Please copy the GDB patch text between "Pedro Alves July" and "remote_target::wait -> remote_target::wait_ns.", inclusive, substituting "hook" for every "callback".

DOCUMENT EXCERPT>
☆ ☆ ☆ ☆
[1/7] Fix spurious unhandled remote %Stop notifications

Message ID 20200706190252.22552-2-pedro@palves.net
State New
Headers show
Series
  • GDB busy loop when interrupting non-stop program (PR 26199)
Related show

Commit Message

Pedro Alves July 6, 2020, 7:02 p.m.
In non-stop mode, remote targets mark an async event source whose
callback is supposed to result in calling remote_target::wait_ns to
either process the event queue, or acknowledge an incoming %Stop
notification.

The callback in question is remote_async_inferior_event_handler, where
we call inferior_event_handler, to end up in fetch_inferior_event ->
target_wait -> remote_target::wait -> remote_target::wait_ns.

A problem here however is that when debugging multiple targets,
fetch_inferior_event can pull events out of any target picked at
random, for event fairness.  This means that when
remote_async_inferior_event_handler returns, remote_target::wait may
have not been called at all, and thus pending notifications may have
not been acked.  Because async event sources auto-clear, when
remote_async_inferior_event_handler returns the async event handler is
no longer marked, so the event loop won't automatically call
remote_async_inferior_event_handler again to try to process the
pending remote notifications/queue.  The result is that stop events
may end up not processed, e.g., "interrupt -a" seemingly not managing
to stop all threads.

Fix this by making remote_async_inferior_event_handler mark the event
handler again before returning, if necessary.

Maybe a better fix would be to make async event handlers not
auto-clear themselves, make that the responsibility of the callback,
so that the event loop would keep calling the callback automatically.
Or, we could try making so that fetch_inferior_event would optionally
handle events only for the target that it got passed down via
parameter.  However, I don't think now just before branching is the
time to try to do any such change.

gdb/ChangeLog:

	PR gdb/26199
	* remote.c (remote_target::open_1): Pass remote target pointer as
	data to create_async_event_handler.
	(remote_async_inferior_event_handler): Mark async event handler
	before returning if the remote target still has either pending
	events or unacknowledged notifications.
---
 gdb/remote.c | 15 ++++++++++++++-
 1 file changed, 14 insertions(+), 1 deletion(-)

-- 
2.14.5

Comments

Andrew Burgess Dec. 12, 2020, 10:13 p.m. | #1
* Pedro Alves <pedro@palves.net> [2020-07-06 20:02:46 +0100]:

> In non-stop mode, remote targets mark an async event source whose

> callback is supposed to result in calling remote_target::wait_ns to

> either process the event queue, or acknowledge an incoming %Stop

> notification.
☆ ☆ ☆ ☆
(Coordinate labeling data)
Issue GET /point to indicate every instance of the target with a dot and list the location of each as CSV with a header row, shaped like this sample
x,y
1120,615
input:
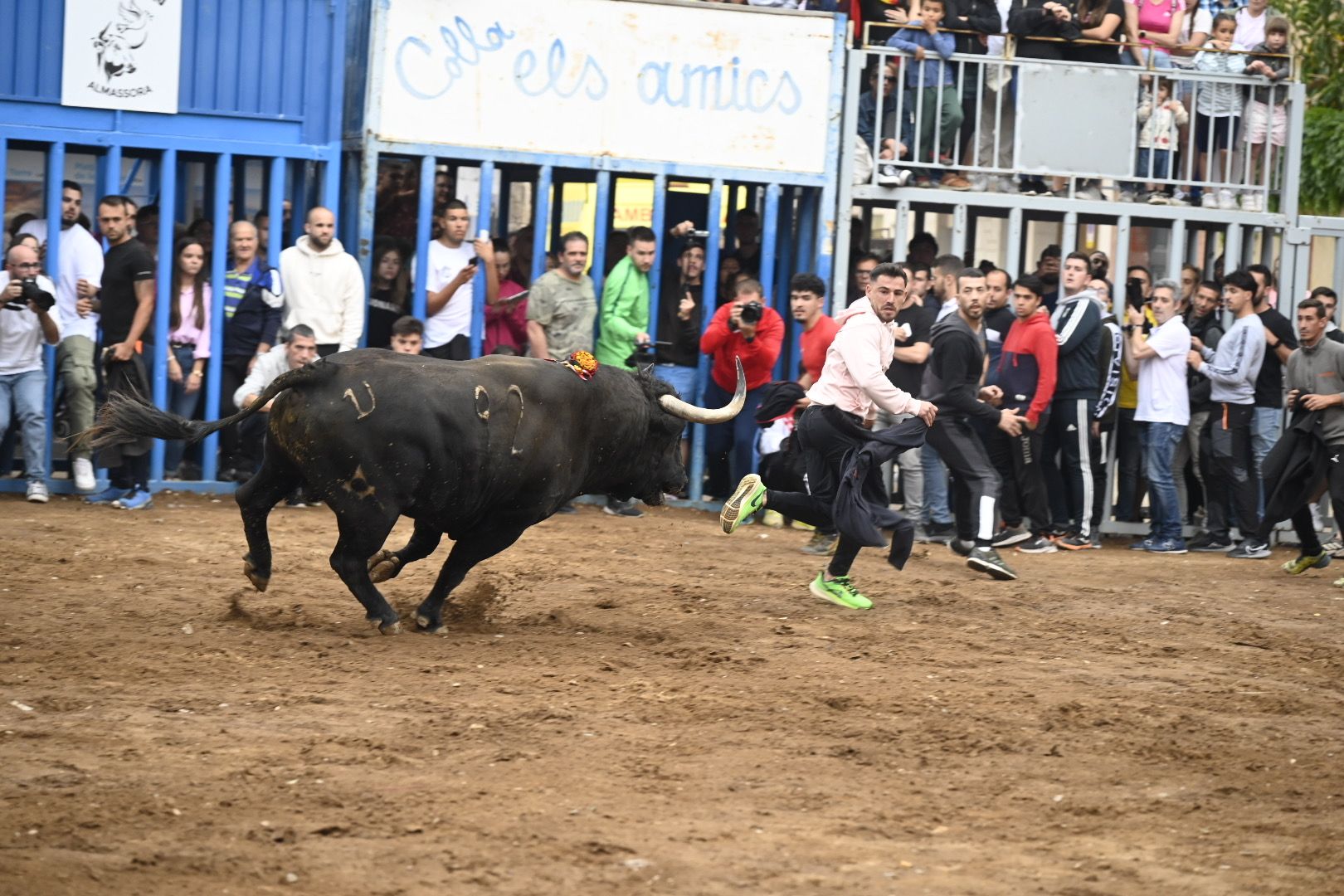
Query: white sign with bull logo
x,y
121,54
☆ ☆ ☆ ☆
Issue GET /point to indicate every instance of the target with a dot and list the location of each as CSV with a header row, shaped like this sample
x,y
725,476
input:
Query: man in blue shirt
☆ ☆ ☆ ☆
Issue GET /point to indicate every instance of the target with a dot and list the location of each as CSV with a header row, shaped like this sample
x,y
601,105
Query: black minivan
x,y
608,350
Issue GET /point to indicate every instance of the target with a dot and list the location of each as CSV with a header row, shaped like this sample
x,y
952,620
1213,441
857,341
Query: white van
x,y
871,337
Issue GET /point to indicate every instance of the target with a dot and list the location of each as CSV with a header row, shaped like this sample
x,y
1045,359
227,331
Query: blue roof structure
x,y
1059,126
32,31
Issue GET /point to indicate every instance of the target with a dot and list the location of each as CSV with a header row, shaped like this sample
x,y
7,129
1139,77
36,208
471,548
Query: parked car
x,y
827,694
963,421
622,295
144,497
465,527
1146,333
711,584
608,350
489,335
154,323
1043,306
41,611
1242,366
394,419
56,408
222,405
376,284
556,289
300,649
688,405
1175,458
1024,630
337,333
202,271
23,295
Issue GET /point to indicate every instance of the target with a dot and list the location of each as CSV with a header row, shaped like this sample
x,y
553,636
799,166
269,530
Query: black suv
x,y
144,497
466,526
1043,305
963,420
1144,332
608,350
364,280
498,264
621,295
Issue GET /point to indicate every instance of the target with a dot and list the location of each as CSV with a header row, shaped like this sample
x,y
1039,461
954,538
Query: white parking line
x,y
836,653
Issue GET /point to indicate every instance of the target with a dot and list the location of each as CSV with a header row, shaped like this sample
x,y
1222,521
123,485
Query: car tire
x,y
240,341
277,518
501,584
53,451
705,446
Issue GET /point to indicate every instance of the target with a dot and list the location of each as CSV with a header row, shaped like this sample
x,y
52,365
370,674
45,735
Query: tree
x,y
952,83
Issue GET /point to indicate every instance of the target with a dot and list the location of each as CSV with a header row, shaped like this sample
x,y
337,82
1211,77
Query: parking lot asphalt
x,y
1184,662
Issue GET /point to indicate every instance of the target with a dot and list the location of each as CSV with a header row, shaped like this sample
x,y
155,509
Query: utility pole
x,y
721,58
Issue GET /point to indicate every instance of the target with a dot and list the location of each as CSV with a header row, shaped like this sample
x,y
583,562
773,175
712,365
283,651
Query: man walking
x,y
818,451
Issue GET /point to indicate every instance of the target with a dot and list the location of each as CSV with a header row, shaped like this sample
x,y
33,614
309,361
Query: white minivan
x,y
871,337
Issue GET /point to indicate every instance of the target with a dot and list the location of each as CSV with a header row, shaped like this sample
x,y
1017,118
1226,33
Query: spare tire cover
☆ ☆ ☆ ☆
OUTPUT FOR THIS EXERCISE>
Pedro Alves July 6, 2020, 7:02 p.m.
In non-stop mode, remote targets mark an async event source whose
hook is supposed to result in calling remote_target::wait_ns to
either process the event queue, or acknowledge an incoming %Stop
notification.

The hook in question is remote_async_inferior_event_handler, where
we call inferior_event_handler, to end up in fetch_inferior_event ->
target_wait -> remote_target::wait -> remote_target::wait_ns.